What you have to do>
From the records below, extract all the text exactly and leave the images behind.

--- begin Records shown ---

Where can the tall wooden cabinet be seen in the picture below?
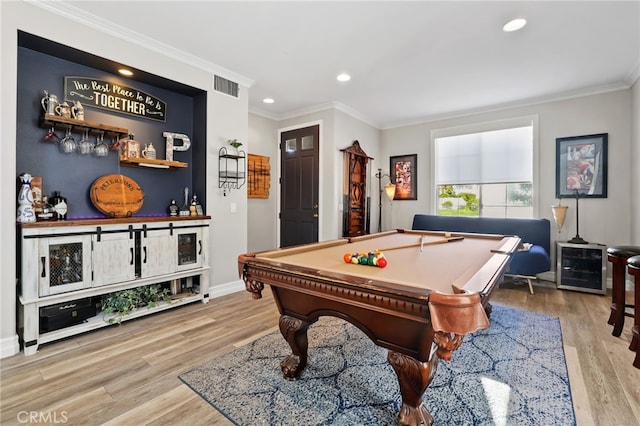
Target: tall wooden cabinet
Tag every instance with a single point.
(356, 203)
(76, 262)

--- end Records shown ---

Solution to the exercise>
Where can the tall wooden cabinet be seen in the picture below?
Target: tall wooden cabinet
Tag every instance with a single point.
(356, 203)
(76, 262)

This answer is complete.